_WORK TO COMPLETE:_ Please go through the records below and return every line holding the word "target".

_DATASET ENTRIES:_
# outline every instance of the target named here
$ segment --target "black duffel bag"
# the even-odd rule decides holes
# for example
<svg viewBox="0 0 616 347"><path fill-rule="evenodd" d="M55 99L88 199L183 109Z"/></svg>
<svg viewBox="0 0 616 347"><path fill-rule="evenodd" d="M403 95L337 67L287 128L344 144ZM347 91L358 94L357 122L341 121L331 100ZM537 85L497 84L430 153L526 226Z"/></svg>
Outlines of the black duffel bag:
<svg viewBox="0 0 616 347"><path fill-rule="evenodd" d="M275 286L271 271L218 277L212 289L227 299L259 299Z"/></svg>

_RESULT OF THIS EXERCISE:_
# outline every instance of the target named here
$ segment --target "black duffel bag"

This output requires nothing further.